→ **WHAT TO WORK ON**
Swap "single frame" for "single image" everywhere in the material below and reproduce it with every other part left unchanged.

→ **RECORDS FOR THIS TASK**
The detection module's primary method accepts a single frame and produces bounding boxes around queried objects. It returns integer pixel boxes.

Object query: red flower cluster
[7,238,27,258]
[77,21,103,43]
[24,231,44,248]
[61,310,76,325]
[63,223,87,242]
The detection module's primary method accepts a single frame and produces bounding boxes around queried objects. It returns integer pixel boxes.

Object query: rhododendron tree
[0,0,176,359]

→ **RESULT OF THE TASK**
The detection module's primary method accepts a single image and produces bounding boxes around queried objects. It returns integer pixel boxes.

Object query: red flower cluster
[7,238,27,258]
[77,21,103,43]
[24,231,44,248]
[61,310,76,325]
[63,223,87,242]
The detection module's primary method accepts a single image and produces bounding boxes around queried objects. It returns integer pixel boxes.

Object query: rhododendron tree
[0,0,176,359]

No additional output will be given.